→ **ASSIGNMENT**:
Pick up the review of a book on the Battle of Trafalgar, given first below ahead of the rows, and continue it from its last sentence.

→ **GIVEN PASSAGE**:

This is an excellent book, and I highly recommend it for anyone interested in naval issues (especially war), the British/French war brought about by Napolean, sailing ships, or history in general. Before reading this book, I really knew little about the Battle of Trafalgar. Oh, I knew it was an important sea battle won by the British in the early 1800s, but I didn't really know where it was fought or who they beat. I knew Admiral Horatio Nelson was the British victor and hero, but I knew little about his career, nor that he died during the battle. So for sheer transfer of facts and increase in my knowledge base, this was a great read.
Adkins used a good mixture of his own narrative and contemporary reports about the battle. He did not focus only on the victors, but talked considerably about the combined French-Spanish fleet. He talked about the life of the sailors in the navy, and about the officers. He took several occasions to explain subjects about life at sea and how the battle was waged. Consider this segment about on-board surgeons.

Segmentation mask data:

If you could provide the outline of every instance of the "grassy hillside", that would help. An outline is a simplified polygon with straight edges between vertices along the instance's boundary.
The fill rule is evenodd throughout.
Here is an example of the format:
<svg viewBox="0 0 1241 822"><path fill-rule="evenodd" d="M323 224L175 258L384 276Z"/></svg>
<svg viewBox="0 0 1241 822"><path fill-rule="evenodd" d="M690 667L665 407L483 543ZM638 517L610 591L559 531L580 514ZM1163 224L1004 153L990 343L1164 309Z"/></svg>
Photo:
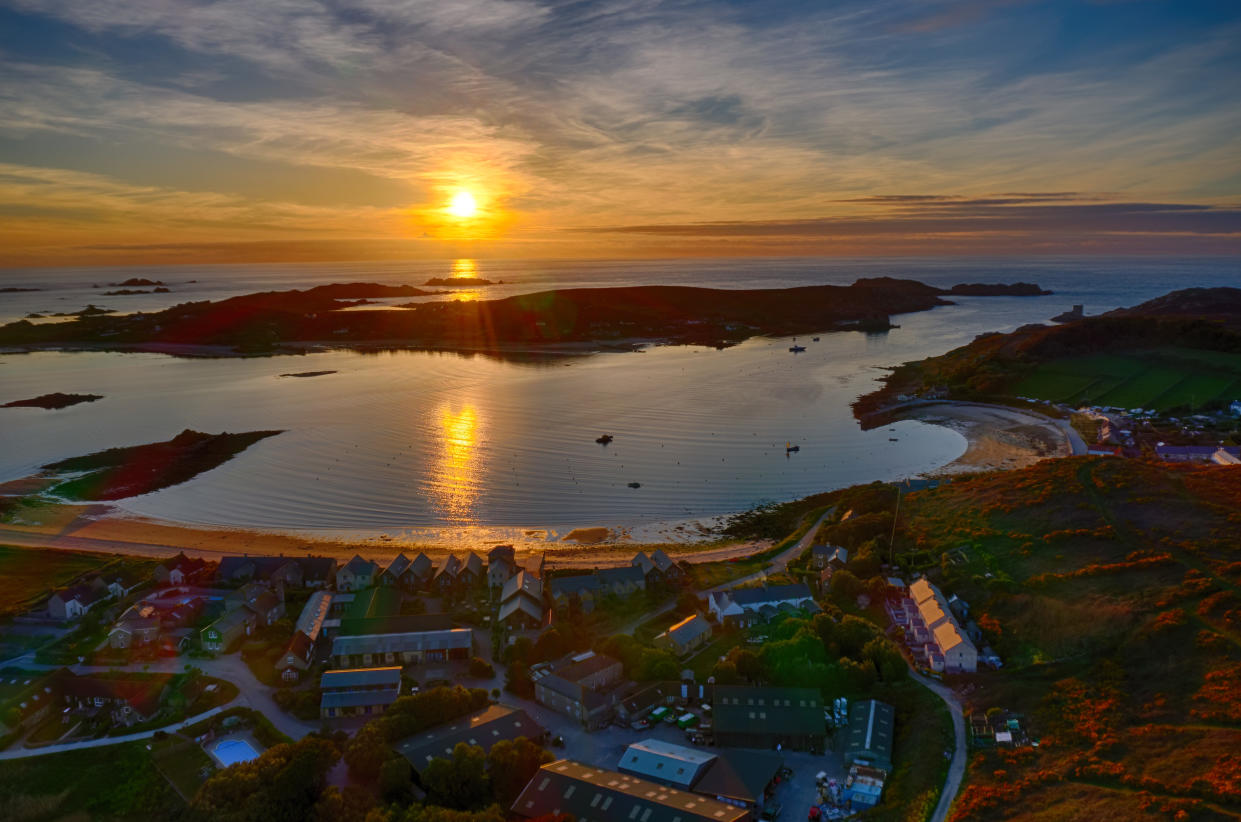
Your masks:
<svg viewBox="0 0 1241 822"><path fill-rule="evenodd" d="M1241 468L1072 458L910 494L895 546L1004 657L954 820L1241 815Z"/></svg>

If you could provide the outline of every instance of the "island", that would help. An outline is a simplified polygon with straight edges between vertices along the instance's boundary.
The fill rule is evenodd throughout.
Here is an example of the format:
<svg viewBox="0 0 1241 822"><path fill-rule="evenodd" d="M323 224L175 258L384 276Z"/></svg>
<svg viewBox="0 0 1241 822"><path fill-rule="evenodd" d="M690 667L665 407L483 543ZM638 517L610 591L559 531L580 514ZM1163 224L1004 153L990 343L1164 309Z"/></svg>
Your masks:
<svg viewBox="0 0 1241 822"><path fill-rule="evenodd" d="M55 474L79 474L47 492L63 499L108 500L149 494L194 479L228 462L261 440L283 431L202 433L186 428L166 442L108 448L43 466Z"/></svg>
<svg viewBox="0 0 1241 822"><path fill-rule="evenodd" d="M432 277L423 286L494 286L485 277Z"/></svg>
<svg viewBox="0 0 1241 822"><path fill-rule="evenodd" d="M952 304L941 288L875 277L850 286L797 288L565 288L491 300L340 310L372 298L431 293L412 286L341 283L55 325L19 320L0 327L0 344L170 353L211 346L218 355L288 353L323 344L496 353L566 344L623 349L637 341L724 348L757 335L886 332L894 314Z"/></svg>
<svg viewBox="0 0 1241 822"><path fill-rule="evenodd" d="M60 391L56 391L52 394L42 394L29 400L14 400L12 402L5 402L4 405L0 405L0 409L67 409L71 405L77 405L79 402L94 402L96 400L102 399L102 394L61 394Z"/></svg>

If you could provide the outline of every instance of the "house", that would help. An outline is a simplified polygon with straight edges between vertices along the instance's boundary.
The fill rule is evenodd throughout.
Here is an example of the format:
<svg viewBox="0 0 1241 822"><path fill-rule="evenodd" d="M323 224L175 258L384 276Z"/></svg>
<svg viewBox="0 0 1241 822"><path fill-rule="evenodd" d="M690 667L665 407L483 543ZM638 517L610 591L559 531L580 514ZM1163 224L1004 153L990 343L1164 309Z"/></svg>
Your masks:
<svg viewBox="0 0 1241 822"><path fill-rule="evenodd" d="M859 699L849 705L844 759L846 765L892 770L892 734L896 710L877 699Z"/></svg>
<svg viewBox="0 0 1241 822"><path fill-rule="evenodd" d="M47 597L47 615L53 620L77 620L108 598L108 589L74 585Z"/></svg>
<svg viewBox="0 0 1241 822"><path fill-rule="evenodd" d="M551 581L550 594L556 608L566 608L571 602L577 602L583 613L589 613L599 595L599 577L593 574L557 576Z"/></svg>
<svg viewBox="0 0 1241 822"><path fill-rule="evenodd" d="M840 801L859 811L875 807L884 795L885 781L887 781L886 771L865 765L853 765L845 776Z"/></svg>
<svg viewBox="0 0 1241 822"><path fill-rule="evenodd" d="M410 570L406 575L410 577L411 587L417 587L431 579L432 572L436 570L436 564L431 561L431 558L426 554L419 553L410 562Z"/></svg>
<svg viewBox="0 0 1241 822"><path fill-rule="evenodd" d="M460 570L457 571L457 581L465 587L474 587L483 582L483 558L470 551L465 555L465 561L462 562Z"/></svg>
<svg viewBox="0 0 1241 822"><path fill-rule="evenodd" d="M120 600L133 594L145 582L143 577L133 571L120 571L96 577L108 589L108 596Z"/></svg>
<svg viewBox="0 0 1241 822"><path fill-rule="evenodd" d="M817 613L820 608L814 595L804 582L792 585L771 585L757 589L738 589L731 591L712 591L707 600L707 610L720 625L748 627L764 622L784 612L803 611Z"/></svg>
<svg viewBox="0 0 1241 822"><path fill-rule="evenodd" d="M422 664L469 659L473 652L470 628L341 635L331 642L331 664L338 668Z"/></svg>
<svg viewBox="0 0 1241 822"><path fill-rule="evenodd" d="M206 570L206 560L191 559L182 551L156 565L153 575L160 585L185 585L197 581Z"/></svg>
<svg viewBox="0 0 1241 822"><path fill-rule="evenodd" d="M517 572L516 554L511 545L496 545L486 553L486 586L504 587Z"/></svg>
<svg viewBox="0 0 1241 822"><path fill-rule="evenodd" d="M280 672L280 679L297 682L310 668L330 610L331 592L329 591L315 591L307 600L298 616L293 638L289 639L289 647L284 649L276 663L276 669Z"/></svg>
<svg viewBox="0 0 1241 822"><path fill-rule="evenodd" d="M742 822L750 811L573 760L539 769L513 803L527 820L567 815L581 822Z"/></svg>
<svg viewBox="0 0 1241 822"><path fill-rule="evenodd" d="M159 711L168 675L91 677L74 675L63 669L51 688L68 710L79 713L107 711L117 724L134 724L150 719Z"/></svg>
<svg viewBox="0 0 1241 822"><path fill-rule="evenodd" d="M655 564L655 569L669 582L675 582L685 576L681 566L674 562L673 558L665 554L661 548L656 548L650 553L650 561Z"/></svg>
<svg viewBox="0 0 1241 822"><path fill-rule="evenodd" d="M948 601L927 577L910 585L905 612L910 615L906 642L918 661L932 671L973 673L978 669L978 648L953 616Z"/></svg>
<svg viewBox="0 0 1241 822"><path fill-rule="evenodd" d="M361 591L375 585L375 576L380 566L371 560L364 560L361 555L354 554L354 559L345 562L336 571L338 591Z"/></svg>
<svg viewBox="0 0 1241 822"><path fill-rule="evenodd" d="M108 647L110 648L140 648L153 644L159 639L160 618L158 616L140 616L130 613L122 617L108 633Z"/></svg>
<svg viewBox="0 0 1241 822"><path fill-rule="evenodd" d="M380 585L388 587L406 587L408 581L406 575L410 571L411 565L413 565L413 560L405 554L397 554L396 559L392 560L380 575Z"/></svg>
<svg viewBox="0 0 1241 822"><path fill-rule="evenodd" d="M205 627L200 635L204 651L227 652L254 632L258 616L247 607L236 607Z"/></svg>
<svg viewBox="0 0 1241 822"><path fill-rule="evenodd" d="M685 617L655 637L654 646L671 651L678 657L684 657L691 651L701 648L710 639L711 623L701 613L695 613L694 616Z"/></svg>
<svg viewBox="0 0 1241 822"><path fill-rule="evenodd" d="M784 757L768 751L705 751L647 739L625 749L617 770L740 808L758 810L783 765Z"/></svg>
<svg viewBox="0 0 1241 822"><path fill-rule="evenodd" d="M823 751L823 700L814 688L716 685L715 741L727 747Z"/></svg>
<svg viewBox="0 0 1241 822"><path fill-rule="evenodd" d="M503 561L503 560L500 560ZM498 620L513 630L531 630L544 625L542 580L527 571L505 581L500 590Z"/></svg>
<svg viewBox="0 0 1241 822"><path fill-rule="evenodd" d="M836 545L815 545L810 549L810 567L824 569L829 565L839 570L848 565L849 551Z"/></svg>
<svg viewBox="0 0 1241 822"><path fill-rule="evenodd" d="M602 728L613 713L608 689L620 682L624 668L618 659L587 651L553 663L535 666L530 678L535 700L572 716L587 729Z"/></svg>
<svg viewBox="0 0 1241 822"><path fill-rule="evenodd" d="M401 695L401 666L328 671L319 692L323 719L382 714Z"/></svg>
<svg viewBox="0 0 1241 822"><path fill-rule="evenodd" d="M455 554L449 554L443 567L436 571L432 584L441 591L448 591L457 585L457 574L462 570L462 561Z"/></svg>
<svg viewBox="0 0 1241 822"><path fill-rule="evenodd" d="M226 556L220 560L216 579L226 585L257 580L268 582L273 587L277 585L292 589L305 586L302 560L289 556Z"/></svg>
<svg viewBox="0 0 1241 822"><path fill-rule="evenodd" d="M458 743L477 745L486 752L501 740L511 741L522 736L541 745L547 738L547 731L520 708L490 705L468 716L407 736L395 743L392 747L410 760L416 772L421 772L433 759L450 759Z"/></svg>

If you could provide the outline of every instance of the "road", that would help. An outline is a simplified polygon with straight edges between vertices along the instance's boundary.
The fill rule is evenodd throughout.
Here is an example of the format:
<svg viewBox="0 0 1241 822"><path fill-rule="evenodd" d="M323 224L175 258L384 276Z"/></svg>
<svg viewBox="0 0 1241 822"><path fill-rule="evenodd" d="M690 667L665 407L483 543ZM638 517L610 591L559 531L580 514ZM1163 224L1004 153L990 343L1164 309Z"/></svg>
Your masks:
<svg viewBox="0 0 1241 822"><path fill-rule="evenodd" d="M724 582L721 585L716 585L714 589L707 589L705 591L700 591L699 596L710 596L711 594L715 594L716 591L727 591L728 589L740 587L742 585L746 585L747 582L755 582L755 581L762 580L768 574L779 574L782 571L788 570L788 564L792 562L793 560L795 560L798 556L800 556L802 553L805 549L808 549L814 543L814 535L819 533L819 528L828 519L828 517L831 517L833 512L835 512L835 507L831 507L828 510L823 512L823 517L820 517L818 519L818 522L814 523L814 525L810 526L810 530L805 531L805 534L802 536L802 539L797 540L788 549L786 549L786 550L781 551L778 555L776 555L776 558L772 559L771 565L768 565L763 570L755 571L753 574L748 574L746 576L742 576L740 580L732 580L731 582ZM634 617L633 620L629 620L629 622L627 622L625 625L620 626L620 628L617 631L617 633L628 633L628 635L632 636L633 632L638 628L638 626L643 625L644 622L649 622L650 620L654 620L655 617L658 617L658 616L660 616L663 613L668 613L669 611L671 611L675 607L676 607L676 602L673 601L673 602L668 602L666 605L661 605L658 608L648 611L648 612L645 612L643 615L639 615L639 616Z"/></svg>
<svg viewBox="0 0 1241 822"><path fill-rule="evenodd" d="M34 657L34 654L27 654ZM25 662L26 657L19 657L17 662L21 663L24 668L56 668L58 666L38 666L32 662ZM319 725L313 725L310 723L304 723L300 719L290 716L289 714L280 710L272 699L272 689L261 683L251 673L249 668L242 662L240 654L228 654L225 657L217 657L215 659L185 659L185 658L171 658L171 659L159 659L151 663L137 663L130 666L71 666L69 671L77 674L89 674L89 673L103 673L108 671L128 671L134 673L184 673L185 667L191 664L200 668L202 673L208 677L215 677L216 679L223 679L237 685L237 697L220 708L212 708L208 711L199 714L197 716L191 716L184 721L176 723L174 725L168 725L165 728L158 728L155 730L143 731L139 734L127 734L124 736L104 736L103 739L91 739L77 743L65 743L63 745L48 745L46 747L36 749L24 749L16 747L12 750L0 751L0 760L6 759L22 759L26 756L43 756L46 754L58 754L67 750L78 750L82 747L99 747L102 745L120 745L122 743L130 743L138 739L150 739L155 735L156 730L163 731L175 731L180 730L185 725L192 725L194 723L201 721L215 714L225 710L227 708L251 708L258 713L267 716L271 723L282 734L289 736L290 739L298 740L307 734L319 730Z"/></svg>
<svg viewBox="0 0 1241 822"><path fill-rule="evenodd" d="M961 790L961 780L965 776L965 711L961 707L957 694L952 692L952 688L923 677L912 666L910 667L910 675L939 697L943 704L948 705L948 713L952 714L952 733L957 740L957 750L948 764L948 779L943 781L939 805L936 806L934 813L931 816L931 822L944 822L948 818L948 811L952 808L953 801L957 798L957 791Z"/></svg>

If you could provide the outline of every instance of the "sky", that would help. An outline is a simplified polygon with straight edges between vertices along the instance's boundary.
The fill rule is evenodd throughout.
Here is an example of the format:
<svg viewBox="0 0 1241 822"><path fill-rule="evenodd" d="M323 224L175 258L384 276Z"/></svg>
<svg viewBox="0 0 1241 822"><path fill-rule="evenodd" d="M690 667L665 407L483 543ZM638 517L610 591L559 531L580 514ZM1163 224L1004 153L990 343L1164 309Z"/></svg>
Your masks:
<svg viewBox="0 0 1241 822"><path fill-rule="evenodd" d="M1241 253L1239 135L1235 0L0 0L5 267Z"/></svg>

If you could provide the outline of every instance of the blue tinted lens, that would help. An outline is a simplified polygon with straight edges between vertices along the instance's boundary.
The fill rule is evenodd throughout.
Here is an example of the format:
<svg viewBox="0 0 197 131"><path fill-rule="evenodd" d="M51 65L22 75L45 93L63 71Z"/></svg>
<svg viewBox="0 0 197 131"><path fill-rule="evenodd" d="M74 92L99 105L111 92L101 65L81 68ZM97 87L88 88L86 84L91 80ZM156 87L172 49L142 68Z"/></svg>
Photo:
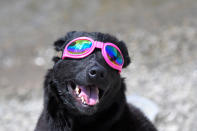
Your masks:
<svg viewBox="0 0 197 131"><path fill-rule="evenodd" d="M105 47L109 60L115 65L121 66L123 64L123 57L121 53L113 46L107 45Z"/></svg>
<svg viewBox="0 0 197 131"><path fill-rule="evenodd" d="M92 42L89 40L76 40L67 47L67 50L70 54L84 54L91 47Z"/></svg>

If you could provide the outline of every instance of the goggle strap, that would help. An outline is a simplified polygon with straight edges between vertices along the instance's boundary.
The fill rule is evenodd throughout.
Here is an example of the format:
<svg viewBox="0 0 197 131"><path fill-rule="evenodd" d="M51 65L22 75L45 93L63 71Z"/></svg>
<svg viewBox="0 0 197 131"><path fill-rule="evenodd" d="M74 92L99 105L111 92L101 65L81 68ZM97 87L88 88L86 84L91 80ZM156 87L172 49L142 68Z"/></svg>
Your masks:
<svg viewBox="0 0 197 131"><path fill-rule="evenodd" d="M57 52L57 56L60 57L60 58L62 58L62 51L58 51Z"/></svg>
<svg viewBox="0 0 197 131"><path fill-rule="evenodd" d="M100 49L102 49L103 48L103 42L100 42L100 41L95 41L95 47L96 48L100 48Z"/></svg>

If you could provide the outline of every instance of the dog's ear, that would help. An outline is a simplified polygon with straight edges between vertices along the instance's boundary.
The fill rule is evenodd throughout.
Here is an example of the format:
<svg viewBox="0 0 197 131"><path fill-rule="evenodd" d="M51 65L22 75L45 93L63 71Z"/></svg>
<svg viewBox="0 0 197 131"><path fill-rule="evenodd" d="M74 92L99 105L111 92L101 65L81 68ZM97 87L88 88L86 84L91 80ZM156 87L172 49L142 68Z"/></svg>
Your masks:
<svg viewBox="0 0 197 131"><path fill-rule="evenodd" d="M128 49L126 47L126 44L123 41L119 41L119 45L121 48L121 52L123 54L124 57L124 65L123 68L127 67L130 63L131 63L131 59L128 53Z"/></svg>

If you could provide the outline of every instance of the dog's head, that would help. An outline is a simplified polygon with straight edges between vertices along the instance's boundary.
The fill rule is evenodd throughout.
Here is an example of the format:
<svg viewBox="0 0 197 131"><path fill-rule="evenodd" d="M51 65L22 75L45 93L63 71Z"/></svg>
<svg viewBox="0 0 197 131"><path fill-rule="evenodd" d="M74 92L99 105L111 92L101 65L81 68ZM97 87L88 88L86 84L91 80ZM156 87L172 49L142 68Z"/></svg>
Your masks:
<svg viewBox="0 0 197 131"><path fill-rule="evenodd" d="M54 43L56 51L62 52L71 40L78 37L115 44L124 57L123 68L129 65L125 43L109 34L69 32ZM124 92L119 71L106 63L100 49L96 48L90 55L80 59L54 57L54 62L50 88L55 99L62 104L61 107L71 113L91 115L105 110L118 99L119 92Z"/></svg>

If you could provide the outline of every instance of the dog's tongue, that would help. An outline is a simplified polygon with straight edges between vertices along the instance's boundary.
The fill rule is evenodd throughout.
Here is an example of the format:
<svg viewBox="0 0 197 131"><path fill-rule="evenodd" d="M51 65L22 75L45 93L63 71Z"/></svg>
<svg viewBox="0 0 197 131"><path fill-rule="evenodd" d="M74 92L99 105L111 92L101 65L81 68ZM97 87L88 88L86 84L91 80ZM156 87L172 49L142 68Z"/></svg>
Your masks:
<svg viewBox="0 0 197 131"><path fill-rule="evenodd" d="M83 96L88 105L95 105L99 101L99 90L97 87L79 86L81 92L79 97Z"/></svg>

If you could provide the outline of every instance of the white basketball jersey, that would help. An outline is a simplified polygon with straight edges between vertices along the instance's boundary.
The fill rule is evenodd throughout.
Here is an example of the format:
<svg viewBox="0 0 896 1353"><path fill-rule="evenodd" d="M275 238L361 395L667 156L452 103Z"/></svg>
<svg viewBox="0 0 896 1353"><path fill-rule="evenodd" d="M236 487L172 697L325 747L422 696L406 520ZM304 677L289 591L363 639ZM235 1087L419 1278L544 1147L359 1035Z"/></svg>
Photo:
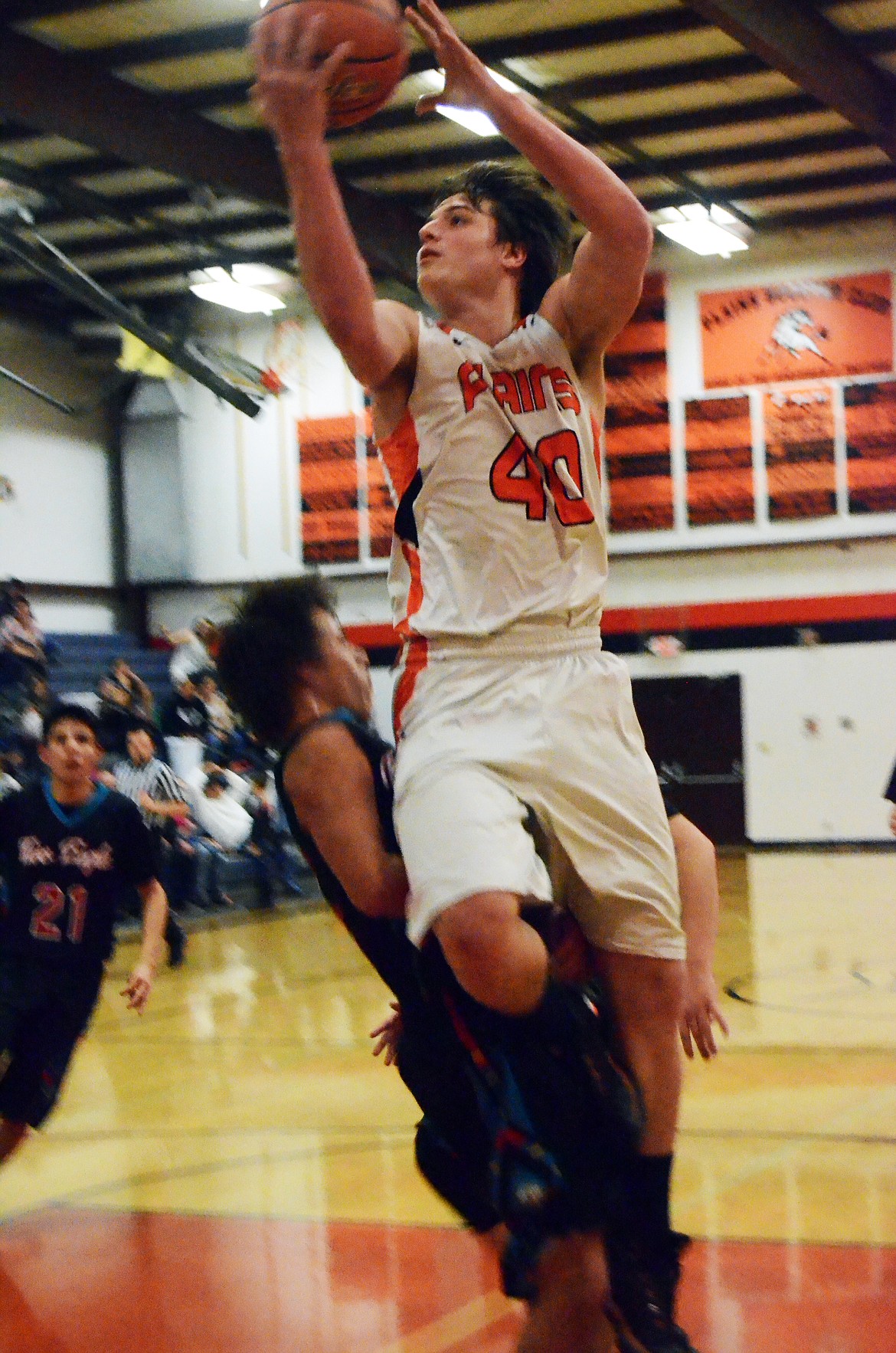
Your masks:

→ **TASK RESULT**:
It was during battle that surgeons were most effective, even though they were working in appalling conditions. For much of their time on board ship, they were involved not with battle injuries, but with the daily hazards of disease and accidental injury....As soon as a ship was under fire, a steady stream of casualties arrived on the orlop deck. In most ships the crew were taught the use of tourniquets, to reduce blood loss, and also elementary bandaging, but in the heat of battle such first aid was usually inadequate...While waiting their turn to see the surgeon, some men bled to death whose wounds were otherwise not serious or complicated...putting [surgeons] under pressure to work as fast as possible....In a matter of seconds, he had to decide whether the injuries were fatal, could be dealt with by stiching and dressing, whether amputation was necessary....Usually this was all decided in one hurried glance, in poor lighting, as the surgeon tried to stand steady on a deck juddering from the countershocks of outgoing and incoming broadsides, as well as the normal roll and pitch of the ship.
This type of information is reapeated over and over in the book, for different jobs, such as the powder monkeys or the gun crews. Even with the large amount of information given, the book is an easy read, striking a good balance of popular readability and academic information. Anyone at all interested in these subjects should read this book.